BEGIN Data excerpts

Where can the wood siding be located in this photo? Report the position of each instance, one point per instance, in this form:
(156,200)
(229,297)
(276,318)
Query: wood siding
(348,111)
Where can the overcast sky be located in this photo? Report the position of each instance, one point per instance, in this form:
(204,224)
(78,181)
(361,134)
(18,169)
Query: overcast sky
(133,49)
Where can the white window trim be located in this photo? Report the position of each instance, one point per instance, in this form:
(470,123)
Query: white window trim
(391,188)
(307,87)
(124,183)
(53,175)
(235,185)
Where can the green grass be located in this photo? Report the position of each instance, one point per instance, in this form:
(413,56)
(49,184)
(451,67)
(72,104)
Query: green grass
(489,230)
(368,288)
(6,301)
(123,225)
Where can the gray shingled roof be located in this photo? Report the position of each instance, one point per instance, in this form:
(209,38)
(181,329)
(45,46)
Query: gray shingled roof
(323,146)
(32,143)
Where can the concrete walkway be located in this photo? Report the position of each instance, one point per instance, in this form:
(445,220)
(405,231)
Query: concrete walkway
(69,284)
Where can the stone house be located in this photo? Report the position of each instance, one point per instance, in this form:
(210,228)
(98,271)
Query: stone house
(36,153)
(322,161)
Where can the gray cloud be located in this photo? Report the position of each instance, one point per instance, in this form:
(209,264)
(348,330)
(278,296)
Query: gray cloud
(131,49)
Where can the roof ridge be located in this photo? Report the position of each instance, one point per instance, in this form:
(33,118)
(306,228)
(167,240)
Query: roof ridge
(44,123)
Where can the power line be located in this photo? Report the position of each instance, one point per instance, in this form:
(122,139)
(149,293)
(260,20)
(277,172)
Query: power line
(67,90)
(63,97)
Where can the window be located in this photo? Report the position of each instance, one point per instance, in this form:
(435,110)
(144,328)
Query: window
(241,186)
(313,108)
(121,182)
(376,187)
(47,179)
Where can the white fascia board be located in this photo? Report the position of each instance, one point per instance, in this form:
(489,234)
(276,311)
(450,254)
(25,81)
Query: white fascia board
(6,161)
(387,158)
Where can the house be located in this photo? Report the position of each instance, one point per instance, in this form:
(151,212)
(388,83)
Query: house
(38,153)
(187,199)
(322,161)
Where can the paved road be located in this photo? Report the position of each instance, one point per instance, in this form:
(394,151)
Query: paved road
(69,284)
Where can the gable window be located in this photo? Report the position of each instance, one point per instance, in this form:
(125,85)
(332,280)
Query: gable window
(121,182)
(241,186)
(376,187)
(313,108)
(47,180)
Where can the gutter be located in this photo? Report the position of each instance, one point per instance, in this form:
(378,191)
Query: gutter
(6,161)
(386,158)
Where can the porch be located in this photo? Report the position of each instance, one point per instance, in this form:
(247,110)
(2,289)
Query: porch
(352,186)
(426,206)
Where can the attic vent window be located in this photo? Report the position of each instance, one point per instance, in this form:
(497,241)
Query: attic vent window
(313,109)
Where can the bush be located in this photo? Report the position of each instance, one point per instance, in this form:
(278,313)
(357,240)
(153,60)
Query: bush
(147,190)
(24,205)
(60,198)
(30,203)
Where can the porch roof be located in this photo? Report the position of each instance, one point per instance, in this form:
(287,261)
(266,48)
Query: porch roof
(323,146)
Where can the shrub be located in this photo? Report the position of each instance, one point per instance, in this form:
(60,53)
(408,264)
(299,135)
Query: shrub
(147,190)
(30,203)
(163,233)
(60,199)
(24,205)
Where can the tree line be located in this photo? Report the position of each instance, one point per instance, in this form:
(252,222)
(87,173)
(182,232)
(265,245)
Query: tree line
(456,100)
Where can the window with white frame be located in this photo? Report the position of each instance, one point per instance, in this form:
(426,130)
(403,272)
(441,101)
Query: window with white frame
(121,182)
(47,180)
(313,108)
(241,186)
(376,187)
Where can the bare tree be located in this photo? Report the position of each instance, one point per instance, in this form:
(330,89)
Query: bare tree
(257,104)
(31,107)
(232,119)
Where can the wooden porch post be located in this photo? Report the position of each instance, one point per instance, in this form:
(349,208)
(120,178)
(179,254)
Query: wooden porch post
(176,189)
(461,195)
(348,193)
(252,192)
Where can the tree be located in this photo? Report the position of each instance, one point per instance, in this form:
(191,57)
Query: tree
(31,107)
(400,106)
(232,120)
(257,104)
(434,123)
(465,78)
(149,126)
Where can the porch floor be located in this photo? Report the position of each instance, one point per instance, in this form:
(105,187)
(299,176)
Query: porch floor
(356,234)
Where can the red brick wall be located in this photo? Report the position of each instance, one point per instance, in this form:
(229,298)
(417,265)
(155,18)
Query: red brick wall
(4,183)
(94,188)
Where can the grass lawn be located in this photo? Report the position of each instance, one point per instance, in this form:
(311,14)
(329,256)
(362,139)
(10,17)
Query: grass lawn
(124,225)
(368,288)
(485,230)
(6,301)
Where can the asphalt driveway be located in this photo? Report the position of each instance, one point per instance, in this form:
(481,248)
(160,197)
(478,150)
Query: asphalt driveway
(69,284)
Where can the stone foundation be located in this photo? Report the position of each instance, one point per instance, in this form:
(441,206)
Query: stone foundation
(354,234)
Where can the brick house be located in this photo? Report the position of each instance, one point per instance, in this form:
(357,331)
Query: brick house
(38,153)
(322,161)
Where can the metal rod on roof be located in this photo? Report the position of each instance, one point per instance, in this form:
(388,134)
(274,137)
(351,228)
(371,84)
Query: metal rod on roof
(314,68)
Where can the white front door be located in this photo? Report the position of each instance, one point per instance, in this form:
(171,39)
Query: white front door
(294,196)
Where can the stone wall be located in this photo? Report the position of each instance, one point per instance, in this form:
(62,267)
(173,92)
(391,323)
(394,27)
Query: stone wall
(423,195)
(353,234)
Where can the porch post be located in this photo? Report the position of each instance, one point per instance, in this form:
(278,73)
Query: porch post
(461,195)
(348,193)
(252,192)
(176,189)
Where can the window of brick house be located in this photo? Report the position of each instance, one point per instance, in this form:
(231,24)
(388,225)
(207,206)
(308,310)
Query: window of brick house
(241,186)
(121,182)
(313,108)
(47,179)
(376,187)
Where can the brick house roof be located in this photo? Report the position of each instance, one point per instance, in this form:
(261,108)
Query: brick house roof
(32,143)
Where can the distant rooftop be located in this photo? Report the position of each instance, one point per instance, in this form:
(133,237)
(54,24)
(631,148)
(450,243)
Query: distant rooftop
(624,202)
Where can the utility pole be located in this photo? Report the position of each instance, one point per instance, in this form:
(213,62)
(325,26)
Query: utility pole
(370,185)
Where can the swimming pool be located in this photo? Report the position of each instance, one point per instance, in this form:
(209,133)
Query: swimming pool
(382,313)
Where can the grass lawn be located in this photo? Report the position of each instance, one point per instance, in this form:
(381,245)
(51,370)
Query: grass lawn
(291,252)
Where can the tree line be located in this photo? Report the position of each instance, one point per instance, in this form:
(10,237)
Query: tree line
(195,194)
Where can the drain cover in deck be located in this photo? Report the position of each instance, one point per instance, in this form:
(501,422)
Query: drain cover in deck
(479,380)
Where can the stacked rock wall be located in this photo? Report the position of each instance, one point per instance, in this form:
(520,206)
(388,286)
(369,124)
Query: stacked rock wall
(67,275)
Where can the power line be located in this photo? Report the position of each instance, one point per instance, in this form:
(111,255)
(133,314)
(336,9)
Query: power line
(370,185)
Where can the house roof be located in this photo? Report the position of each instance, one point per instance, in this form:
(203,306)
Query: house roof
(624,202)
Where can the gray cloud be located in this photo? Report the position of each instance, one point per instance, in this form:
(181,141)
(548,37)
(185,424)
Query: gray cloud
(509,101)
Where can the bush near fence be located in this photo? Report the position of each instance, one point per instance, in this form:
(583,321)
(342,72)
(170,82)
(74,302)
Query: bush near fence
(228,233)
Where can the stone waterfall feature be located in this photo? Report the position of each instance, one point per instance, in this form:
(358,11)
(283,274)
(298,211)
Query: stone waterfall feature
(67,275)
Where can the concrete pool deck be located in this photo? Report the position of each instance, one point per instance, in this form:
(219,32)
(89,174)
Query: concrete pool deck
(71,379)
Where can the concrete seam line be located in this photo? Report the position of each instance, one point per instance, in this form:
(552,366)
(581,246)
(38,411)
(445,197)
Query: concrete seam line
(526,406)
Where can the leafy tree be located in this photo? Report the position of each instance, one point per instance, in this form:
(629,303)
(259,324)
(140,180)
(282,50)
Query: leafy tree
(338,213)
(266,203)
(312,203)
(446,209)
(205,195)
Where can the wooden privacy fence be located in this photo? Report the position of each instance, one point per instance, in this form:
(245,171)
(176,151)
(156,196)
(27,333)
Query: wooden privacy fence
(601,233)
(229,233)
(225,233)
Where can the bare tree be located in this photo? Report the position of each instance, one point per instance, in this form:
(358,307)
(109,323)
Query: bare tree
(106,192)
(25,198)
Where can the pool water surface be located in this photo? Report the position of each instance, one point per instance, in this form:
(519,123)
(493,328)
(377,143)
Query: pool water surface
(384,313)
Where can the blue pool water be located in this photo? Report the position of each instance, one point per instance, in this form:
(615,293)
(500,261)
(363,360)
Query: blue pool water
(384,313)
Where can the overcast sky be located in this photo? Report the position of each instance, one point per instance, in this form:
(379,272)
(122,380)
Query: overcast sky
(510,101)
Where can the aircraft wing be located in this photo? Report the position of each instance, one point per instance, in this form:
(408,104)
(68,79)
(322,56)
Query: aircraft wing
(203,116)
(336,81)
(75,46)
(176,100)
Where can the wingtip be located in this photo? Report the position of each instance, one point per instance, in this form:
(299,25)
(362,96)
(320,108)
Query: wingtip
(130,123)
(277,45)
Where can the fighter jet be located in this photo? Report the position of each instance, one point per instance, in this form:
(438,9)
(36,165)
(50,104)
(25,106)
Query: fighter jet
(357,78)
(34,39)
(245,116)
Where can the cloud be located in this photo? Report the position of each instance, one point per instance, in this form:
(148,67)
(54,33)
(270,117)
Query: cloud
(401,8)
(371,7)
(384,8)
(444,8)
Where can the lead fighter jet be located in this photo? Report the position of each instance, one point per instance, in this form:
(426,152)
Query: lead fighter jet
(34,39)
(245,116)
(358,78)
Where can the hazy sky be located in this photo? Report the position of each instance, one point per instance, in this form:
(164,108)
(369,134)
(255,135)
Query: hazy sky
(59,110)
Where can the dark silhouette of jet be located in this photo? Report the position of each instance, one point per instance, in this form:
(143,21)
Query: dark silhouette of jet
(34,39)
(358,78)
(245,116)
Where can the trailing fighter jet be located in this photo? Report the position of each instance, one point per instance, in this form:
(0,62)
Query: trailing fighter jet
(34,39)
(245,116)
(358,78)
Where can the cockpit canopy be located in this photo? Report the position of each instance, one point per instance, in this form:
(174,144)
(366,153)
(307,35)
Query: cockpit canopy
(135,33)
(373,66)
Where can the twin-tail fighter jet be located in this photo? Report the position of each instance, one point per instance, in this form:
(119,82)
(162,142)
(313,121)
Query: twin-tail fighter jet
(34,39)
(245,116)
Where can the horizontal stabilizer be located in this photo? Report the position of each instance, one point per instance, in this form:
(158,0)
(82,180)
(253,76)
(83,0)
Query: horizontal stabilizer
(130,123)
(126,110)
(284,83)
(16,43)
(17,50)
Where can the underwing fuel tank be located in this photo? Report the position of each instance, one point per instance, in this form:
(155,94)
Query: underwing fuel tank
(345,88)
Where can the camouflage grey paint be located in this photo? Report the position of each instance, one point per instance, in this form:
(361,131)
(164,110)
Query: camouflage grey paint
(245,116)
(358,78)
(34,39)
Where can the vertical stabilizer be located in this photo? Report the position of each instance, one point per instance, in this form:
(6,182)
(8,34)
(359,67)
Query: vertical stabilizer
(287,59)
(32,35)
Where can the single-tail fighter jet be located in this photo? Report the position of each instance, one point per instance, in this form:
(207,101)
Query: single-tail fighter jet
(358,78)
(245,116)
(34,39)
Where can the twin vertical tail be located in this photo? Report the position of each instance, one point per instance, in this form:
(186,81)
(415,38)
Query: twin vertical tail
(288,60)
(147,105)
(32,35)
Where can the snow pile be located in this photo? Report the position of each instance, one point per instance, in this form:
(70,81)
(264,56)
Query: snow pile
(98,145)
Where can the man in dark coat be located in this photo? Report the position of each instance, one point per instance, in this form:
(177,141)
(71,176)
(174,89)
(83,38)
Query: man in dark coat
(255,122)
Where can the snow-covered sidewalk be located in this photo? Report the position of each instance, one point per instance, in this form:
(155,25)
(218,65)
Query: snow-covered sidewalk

END Data excerpts

Task to carry out: Lines from the entries that contain the string "sidewalk" are what must be copied.

Solution for this problem:
Where can the snow-covered sidewalk be located in this photo? Report the position of each instance, one point per instance, in this form:
Query: snow-covered sidewalk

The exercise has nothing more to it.